> [WHAT YOU NEED TO DO]
Write out every record below exactly as it appears.
== == ==
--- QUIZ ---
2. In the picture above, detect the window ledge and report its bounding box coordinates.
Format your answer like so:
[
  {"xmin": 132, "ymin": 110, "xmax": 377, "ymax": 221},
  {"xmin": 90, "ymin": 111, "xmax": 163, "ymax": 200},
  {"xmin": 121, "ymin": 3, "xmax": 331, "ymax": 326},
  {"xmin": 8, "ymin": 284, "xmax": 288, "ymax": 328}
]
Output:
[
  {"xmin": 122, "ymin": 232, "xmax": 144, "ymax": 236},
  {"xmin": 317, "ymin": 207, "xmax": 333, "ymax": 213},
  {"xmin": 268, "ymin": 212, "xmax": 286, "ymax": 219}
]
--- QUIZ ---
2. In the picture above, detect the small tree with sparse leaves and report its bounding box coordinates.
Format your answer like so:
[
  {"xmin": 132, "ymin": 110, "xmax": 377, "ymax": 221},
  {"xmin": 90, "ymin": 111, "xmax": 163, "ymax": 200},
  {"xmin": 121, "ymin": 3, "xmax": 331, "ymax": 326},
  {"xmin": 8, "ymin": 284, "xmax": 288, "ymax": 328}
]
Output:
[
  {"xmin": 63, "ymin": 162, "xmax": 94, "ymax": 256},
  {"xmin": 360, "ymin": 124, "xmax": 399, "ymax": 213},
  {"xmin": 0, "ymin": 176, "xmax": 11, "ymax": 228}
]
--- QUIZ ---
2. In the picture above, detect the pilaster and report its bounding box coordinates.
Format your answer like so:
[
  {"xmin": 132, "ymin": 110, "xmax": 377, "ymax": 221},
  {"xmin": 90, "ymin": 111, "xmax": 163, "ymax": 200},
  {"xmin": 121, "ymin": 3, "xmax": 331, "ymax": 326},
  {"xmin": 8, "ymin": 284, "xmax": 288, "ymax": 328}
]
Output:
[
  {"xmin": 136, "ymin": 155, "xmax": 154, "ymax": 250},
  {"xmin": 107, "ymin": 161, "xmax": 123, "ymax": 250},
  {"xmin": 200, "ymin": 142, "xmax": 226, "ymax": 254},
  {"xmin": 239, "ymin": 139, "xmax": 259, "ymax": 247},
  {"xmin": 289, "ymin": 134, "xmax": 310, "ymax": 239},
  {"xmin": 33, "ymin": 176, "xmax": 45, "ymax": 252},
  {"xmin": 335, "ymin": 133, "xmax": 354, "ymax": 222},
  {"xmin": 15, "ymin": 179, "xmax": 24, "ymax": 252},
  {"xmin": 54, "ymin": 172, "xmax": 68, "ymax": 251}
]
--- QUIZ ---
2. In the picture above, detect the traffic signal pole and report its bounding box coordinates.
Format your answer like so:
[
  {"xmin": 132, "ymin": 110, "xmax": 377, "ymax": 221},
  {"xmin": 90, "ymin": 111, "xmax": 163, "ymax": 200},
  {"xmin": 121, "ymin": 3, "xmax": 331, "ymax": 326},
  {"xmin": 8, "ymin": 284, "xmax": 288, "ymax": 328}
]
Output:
== == ==
> [TASK RESPONSE]
--- QUIZ ---
2. In the picture above, detect the window ledge and report its bounding box coordinates.
Format your answer like so:
[
  {"xmin": 132, "ymin": 110, "xmax": 377, "ymax": 221},
  {"xmin": 90, "ymin": 111, "xmax": 163, "ymax": 200},
  {"xmin": 121, "ymin": 3, "xmax": 331, "ymax": 326},
  {"xmin": 8, "ymin": 284, "xmax": 288, "ymax": 328}
]
Output:
[
  {"xmin": 122, "ymin": 232, "xmax": 144, "ymax": 236},
  {"xmin": 317, "ymin": 207, "xmax": 333, "ymax": 213},
  {"xmin": 268, "ymin": 212, "xmax": 286, "ymax": 219}
]
--- QUIZ ---
2. In the picture above, detect the small tree with sparse leaves and report its bounding box coordinates.
Format your answer like so:
[
  {"xmin": 132, "ymin": 110, "xmax": 377, "ymax": 221},
  {"xmin": 90, "ymin": 111, "xmax": 163, "ymax": 200},
  {"xmin": 121, "ymin": 3, "xmax": 331, "ymax": 326},
  {"xmin": 8, "ymin": 284, "xmax": 288, "ymax": 328}
]
Output:
[
  {"xmin": 63, "ymin": 162, "xmax": 94, "ymax": 256},
  {"xmin": 360, "ymin": 124, "xmax": 399, "ymax": 213},
  {"xmin": 0, "ymin": 176, "xmax": 11, "ymax": 228}
]
--- QUIZ ---
2. In the picture above, detect the pilaster and report its bounding box coordinates.
Format your answer like so:
[
  {"xmin": 132, "ymin": 110, "xmax": 377, "ymax": 221},
  {"xmin": 90, "ymin": 111, "xmax": 163, "ymax": 200},
  {"xmin": 121, "ymin": 3, "xmax": 331, "ymax": 326},
  {"xmin": 8, "ymin": 284, "xmax": 288, "ymax": 328}
]
Output:
[
  {"xmin": 136, "ymin": 155, "xmax": 154, "ymax": 250},
  {"xmin": 107, "ymin": 161, "xmax": 123, "ymax": 250},
  {"xmin": 200, "ymin": 142, "xmax": 226, "ymax": 254},
  {"xmin": 239, "ymin": 139, "xmax": 259, "ymax": 247},
  {"xmin": 289, "ymin": 134, "xmax": 310, "ymax": 239},
  {"xmin": 33, "ymin": 176, "xmax": 45, "ymax": 252},
  {"xmin": 335, "ymin": 133, "xmax": 354, "ymax": 222},
  {"xmin": 15, "ymin": 179, "xmax": 24, "ymax": 252},
  {"xmin": 54, "ymin": 172, "xmax": 68, "ymax": 251}
]
--- QUIZ ---
2. In the picture above, detect the traffic signal pole and report its bounding box coordinates.
Format your answer like so:
[
  {"xmin": 132, "ymin": 110, "xmax": 377, "ymax": 221},
  {"xmin": 90, "ymin": 111, "xmax": 163, "ymax": 200},
  {"xmin": 121, "ymin": 3, "xmax": 331, "ymax": 326},
  {"xmin": 8, "ymin": 284, "xmax": 288, "ymax": 328}
]
Output:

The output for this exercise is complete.